------ SUPPLIED DATA

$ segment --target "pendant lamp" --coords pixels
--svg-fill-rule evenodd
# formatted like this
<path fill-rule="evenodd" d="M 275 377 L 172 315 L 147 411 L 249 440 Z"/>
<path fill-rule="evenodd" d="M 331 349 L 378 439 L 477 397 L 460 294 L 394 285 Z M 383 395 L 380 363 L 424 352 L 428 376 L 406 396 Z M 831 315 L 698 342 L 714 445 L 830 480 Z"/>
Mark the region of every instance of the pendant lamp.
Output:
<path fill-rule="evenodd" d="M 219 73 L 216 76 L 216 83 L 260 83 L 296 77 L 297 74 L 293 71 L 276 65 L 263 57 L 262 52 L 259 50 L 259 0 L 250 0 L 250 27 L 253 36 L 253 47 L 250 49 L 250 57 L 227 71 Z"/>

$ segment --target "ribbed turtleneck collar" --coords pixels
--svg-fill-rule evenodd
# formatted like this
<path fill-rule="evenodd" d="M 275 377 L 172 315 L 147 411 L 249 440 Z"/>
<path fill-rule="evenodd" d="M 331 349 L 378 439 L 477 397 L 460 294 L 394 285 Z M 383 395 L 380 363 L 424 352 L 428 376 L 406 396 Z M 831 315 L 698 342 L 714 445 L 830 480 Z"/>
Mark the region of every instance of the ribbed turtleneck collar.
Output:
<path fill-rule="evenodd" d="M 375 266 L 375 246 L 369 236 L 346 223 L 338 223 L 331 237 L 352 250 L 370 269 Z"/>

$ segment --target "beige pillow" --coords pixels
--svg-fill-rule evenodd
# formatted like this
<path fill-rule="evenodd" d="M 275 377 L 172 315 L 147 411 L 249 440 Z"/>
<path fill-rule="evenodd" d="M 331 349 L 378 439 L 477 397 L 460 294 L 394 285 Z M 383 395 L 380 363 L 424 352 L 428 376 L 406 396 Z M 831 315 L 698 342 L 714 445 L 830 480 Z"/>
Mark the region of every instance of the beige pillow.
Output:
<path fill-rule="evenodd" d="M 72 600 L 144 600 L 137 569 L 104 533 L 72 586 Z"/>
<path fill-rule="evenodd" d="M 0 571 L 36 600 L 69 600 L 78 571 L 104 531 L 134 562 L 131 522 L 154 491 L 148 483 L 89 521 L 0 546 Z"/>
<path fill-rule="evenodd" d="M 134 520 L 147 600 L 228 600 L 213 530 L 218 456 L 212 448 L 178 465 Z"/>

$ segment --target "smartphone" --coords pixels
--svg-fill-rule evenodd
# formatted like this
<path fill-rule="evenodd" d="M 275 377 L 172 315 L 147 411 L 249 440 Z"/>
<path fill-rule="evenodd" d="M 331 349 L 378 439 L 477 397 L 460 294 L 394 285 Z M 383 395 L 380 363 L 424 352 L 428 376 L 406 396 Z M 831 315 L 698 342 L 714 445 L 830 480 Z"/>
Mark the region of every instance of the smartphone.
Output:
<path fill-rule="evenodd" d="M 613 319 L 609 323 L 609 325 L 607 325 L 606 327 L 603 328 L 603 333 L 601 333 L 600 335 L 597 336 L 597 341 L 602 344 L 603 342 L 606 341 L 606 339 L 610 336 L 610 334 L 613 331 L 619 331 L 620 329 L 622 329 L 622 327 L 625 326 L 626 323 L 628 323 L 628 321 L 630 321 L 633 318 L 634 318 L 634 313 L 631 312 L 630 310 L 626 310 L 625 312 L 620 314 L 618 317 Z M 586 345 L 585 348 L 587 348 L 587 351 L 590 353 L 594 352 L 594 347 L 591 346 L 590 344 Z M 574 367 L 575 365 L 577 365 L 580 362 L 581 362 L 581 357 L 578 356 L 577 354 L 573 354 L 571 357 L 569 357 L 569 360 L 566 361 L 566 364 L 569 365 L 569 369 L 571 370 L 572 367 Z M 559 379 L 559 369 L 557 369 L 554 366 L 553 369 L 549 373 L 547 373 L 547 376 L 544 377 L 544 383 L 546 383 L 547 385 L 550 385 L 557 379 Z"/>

------------

WORK INSTRUCTION: Read the lines above. Gather those in which the string "collar" is found.

RESPONSE TO THE EXERCISE:
$ segment --target "ribbed turtleneck collar" --coords pixels
Mark the region of every instance of the ribbed turtleneck collar.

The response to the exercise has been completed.